> _Do this_
Pull out every line of the data below that contains the string "flagpole". Match case exactly.
+++
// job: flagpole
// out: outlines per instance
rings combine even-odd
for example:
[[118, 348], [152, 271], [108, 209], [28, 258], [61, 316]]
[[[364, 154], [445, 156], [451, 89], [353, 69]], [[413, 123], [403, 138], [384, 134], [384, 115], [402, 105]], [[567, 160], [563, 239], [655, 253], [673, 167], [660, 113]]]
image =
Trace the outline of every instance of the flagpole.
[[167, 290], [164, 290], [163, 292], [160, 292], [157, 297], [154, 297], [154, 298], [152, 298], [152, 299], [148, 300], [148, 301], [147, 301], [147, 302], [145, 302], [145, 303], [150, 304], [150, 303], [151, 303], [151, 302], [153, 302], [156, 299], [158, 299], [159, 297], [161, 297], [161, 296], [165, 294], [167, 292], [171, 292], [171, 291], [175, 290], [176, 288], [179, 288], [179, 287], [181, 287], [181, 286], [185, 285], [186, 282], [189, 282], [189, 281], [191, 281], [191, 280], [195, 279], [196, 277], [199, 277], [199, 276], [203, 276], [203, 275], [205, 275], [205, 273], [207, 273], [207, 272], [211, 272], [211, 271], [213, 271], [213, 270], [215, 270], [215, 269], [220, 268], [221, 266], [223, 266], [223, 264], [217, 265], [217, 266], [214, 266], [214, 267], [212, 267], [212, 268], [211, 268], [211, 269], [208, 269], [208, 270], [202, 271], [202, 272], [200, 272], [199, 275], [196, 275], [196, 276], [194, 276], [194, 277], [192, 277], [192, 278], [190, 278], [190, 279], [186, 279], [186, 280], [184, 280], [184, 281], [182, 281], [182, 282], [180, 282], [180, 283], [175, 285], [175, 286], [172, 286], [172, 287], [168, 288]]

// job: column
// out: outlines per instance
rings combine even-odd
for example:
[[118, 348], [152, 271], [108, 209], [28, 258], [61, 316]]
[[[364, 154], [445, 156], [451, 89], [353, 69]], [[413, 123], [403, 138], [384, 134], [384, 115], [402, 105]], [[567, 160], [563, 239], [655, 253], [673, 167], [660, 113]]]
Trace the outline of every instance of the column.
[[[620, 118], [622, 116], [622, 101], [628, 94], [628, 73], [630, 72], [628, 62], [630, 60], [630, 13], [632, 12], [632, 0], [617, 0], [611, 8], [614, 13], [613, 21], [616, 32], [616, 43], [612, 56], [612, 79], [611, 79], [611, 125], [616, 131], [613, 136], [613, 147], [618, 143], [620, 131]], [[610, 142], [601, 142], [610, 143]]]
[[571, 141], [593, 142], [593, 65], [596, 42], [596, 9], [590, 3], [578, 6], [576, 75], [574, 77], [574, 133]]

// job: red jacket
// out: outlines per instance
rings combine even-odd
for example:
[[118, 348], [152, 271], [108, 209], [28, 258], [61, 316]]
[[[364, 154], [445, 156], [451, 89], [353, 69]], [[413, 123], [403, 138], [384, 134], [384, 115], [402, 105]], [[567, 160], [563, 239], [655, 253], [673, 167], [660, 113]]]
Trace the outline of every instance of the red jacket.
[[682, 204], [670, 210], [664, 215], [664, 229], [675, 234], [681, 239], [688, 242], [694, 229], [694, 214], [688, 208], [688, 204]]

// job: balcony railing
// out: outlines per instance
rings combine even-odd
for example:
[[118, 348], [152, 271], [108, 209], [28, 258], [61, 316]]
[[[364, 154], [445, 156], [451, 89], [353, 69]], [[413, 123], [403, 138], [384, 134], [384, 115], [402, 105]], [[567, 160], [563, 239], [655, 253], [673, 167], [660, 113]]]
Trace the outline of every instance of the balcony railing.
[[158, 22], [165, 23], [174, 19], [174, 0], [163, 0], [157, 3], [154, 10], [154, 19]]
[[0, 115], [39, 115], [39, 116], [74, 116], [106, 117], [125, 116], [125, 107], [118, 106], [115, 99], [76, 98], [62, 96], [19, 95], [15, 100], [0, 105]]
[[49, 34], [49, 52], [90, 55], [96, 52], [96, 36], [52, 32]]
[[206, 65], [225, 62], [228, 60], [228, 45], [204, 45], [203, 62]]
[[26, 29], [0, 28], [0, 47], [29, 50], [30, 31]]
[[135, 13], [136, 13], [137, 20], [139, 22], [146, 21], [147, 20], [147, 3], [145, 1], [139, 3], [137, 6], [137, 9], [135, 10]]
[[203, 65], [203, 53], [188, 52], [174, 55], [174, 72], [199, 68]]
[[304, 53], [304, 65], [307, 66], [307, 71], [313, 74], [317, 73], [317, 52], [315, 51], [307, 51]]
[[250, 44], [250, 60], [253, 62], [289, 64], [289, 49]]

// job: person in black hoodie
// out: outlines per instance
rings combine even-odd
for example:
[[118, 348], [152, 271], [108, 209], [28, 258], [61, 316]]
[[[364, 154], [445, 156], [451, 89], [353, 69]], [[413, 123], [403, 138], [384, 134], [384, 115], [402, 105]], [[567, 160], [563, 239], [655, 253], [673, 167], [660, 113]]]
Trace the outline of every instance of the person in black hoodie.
+++
> _Answer to this task_
// job: flagpole
Trace the outline of every instance of the flagpole.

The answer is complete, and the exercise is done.